(WORK TO COMPLETE)
1. In the nitrogenase text below, pull out the wording from "Most of the" up to and including "plants and yeast.".
2. According to the nitrogenase text below, why did most of the researchers lean toward mitochondria?

(TEXT SHOWN)
☆ ☆ ☆ ☆

Most of the researchers I spoke with leaned toward mitochondria. These structures contain less oxygen, and, as the cell’s little engines, they provide an ample supply of ATP. One complication is that it’s almost impossible to edit mitochondrial DNA; this makes it difficult to program the mitochondria to manufacture the molecular parts required to build nitrogenase. But there’s a way around the problem: according to Wood, it’s possible to engineer genes so that, when they’re expressed in the nucleus, they create proteins which bear “a little postage stamp”—a marker that delivers them to specific locales in the cell. By this means, genes in the cell’s core could produce the component parts of nitrogenase, and tag them so that they’ll ship out to the mitochondria. Wood and Rubio are both working to create such proteins, in plants and yeast.
Finding a building site is one thing; getting the parts delivered is another. The parts themselves also have to be well manufactured. The proteins involved in nitrogenase aren’t so easy to make. Dixon, Rubio, and Wood have worked out how to build a number of candidate parts—proteins with names like NifH, NifDK, NifU, NifB, and NifEN. All of them, or their equivalents, must “fold” correctly, taking on the proper shapes after they’ve been created by means of genes.
There are two ways to make proteins that are usually built in microbes more likely to fold correctly in the mitochondria of yeasts or plants. One way is to gently reëngineer them, making slight modifications. The other is to capitalize on nature’s biodiversity by surveying proteins from a range of bacteria and finding those that adapt best to the new environment. Often, these proteins come from thermophilic microbes—those that tolerate hot temperatures. “The funny thing is that we will end up with a pathway that is formed by proteins from five, six, or seven different organisms,” Rubio said. Adapting proteins and engineering them aren’t mutually exclusive; Rubio’s lab is currently exploring how machine learning might be used to optimize the proteins that they’ve found.
There are different kinds of nitrogenases, and they depend on different metals. The one with iron and molybdenum is a bit like a Ferrari, Wood told me: it’s the most well known but also the most complex. Another version uses vanadium instead of molybdenum; it’s also complex and not much studied. “But there’s a third one, which is a little bit like your VW Beetle from the nineteen-sixties,” Wood said. This nitrogenase uses only iron, without molybdenum or vanadium. It’s slower, but also simpler, and iron is easier to find in nature than the other metals. Last June, Wood’s lab reported that they’d got plant cells to express four protein ingredients of the iron-only nitrogenase in their nuclei and insert them into mitochondria. Some of the proteins also folded up correctly. “From a public point of view, it probably doesn’t feel like much is happening,” Wood said. “But, from our point of view, we’re basically assembling a Rubik’s Cube a step at a time. And people have got a fairly clear path forward.”

☆ ☆ ☆ ☆

(RECORDS SUPPLIED)
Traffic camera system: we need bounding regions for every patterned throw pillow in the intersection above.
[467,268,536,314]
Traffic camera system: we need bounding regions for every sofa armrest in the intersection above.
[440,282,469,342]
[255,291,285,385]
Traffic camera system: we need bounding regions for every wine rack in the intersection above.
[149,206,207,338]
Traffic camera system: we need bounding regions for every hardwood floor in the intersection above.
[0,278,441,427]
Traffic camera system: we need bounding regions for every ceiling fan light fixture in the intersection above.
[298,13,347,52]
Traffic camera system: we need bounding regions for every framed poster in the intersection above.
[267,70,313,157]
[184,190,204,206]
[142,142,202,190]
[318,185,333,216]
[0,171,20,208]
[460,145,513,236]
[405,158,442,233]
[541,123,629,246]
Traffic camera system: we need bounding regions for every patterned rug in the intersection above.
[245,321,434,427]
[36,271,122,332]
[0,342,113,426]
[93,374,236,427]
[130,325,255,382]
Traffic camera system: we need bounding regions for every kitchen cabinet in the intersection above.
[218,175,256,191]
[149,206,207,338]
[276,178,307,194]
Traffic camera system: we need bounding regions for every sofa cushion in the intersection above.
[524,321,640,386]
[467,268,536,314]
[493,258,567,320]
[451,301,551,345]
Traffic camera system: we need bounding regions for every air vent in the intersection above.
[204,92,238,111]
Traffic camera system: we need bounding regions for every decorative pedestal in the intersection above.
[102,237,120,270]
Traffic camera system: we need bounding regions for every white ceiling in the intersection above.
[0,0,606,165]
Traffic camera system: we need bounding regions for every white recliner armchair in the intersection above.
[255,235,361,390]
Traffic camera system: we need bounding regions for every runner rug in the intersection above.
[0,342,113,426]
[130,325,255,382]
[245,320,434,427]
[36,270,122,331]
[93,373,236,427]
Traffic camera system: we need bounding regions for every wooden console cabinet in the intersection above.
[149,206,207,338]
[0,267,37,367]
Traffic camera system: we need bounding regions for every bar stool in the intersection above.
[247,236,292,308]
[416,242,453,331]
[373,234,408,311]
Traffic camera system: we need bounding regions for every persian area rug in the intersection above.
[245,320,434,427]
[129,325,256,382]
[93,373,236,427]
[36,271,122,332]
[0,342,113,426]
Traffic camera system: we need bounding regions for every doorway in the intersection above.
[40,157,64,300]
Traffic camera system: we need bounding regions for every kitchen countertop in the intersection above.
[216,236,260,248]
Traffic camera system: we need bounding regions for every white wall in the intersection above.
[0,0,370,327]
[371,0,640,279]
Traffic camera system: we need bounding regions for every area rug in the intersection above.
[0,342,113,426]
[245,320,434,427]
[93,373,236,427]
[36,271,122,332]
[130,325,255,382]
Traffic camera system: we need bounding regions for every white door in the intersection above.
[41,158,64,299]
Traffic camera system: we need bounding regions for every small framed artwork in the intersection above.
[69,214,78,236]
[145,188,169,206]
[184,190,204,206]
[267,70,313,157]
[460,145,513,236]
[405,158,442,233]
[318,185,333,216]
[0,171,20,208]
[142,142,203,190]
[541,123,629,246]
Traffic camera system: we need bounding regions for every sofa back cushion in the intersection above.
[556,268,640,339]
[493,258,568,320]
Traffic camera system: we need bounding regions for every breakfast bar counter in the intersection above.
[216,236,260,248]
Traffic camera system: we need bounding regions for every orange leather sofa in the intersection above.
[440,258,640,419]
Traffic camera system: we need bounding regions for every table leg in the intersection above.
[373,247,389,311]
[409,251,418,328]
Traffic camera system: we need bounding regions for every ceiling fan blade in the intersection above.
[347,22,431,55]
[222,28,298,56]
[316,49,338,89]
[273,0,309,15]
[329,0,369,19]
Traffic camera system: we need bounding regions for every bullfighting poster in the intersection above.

☆ ☆ ☆ ☆

(ANSWERS TO THE TASKS)
1.
Most of the researchers I spoke with leaned toward mitochondria. These structures contain less oxygen, and, as the cell’s little engines, they provide an ample supply of ATP. One complication is that it’s almost impossible to edit mitochondrial DNA; this makes it difficult to program the mitochondria to manufacture the molecular parts required to build nitrogenase. But there’s a way around the problem: according to Wood, it’s possible to engineer genes so that, when they’re expressed in the nucleus, they create proteins which bear “a little postage stamp”—a marker that delivers them to specific locales in the cell. By this means, genes in the cell’s core could produce the component parts of nitrogenase, and tag them so that they’ll ship out to the mitochondria. Wood and Rubio are both working to create such proteins, in plants and yeast.

2. Mitochondria contain less oxygen. As the cell's little engines, they also provide an ample supply of ATP.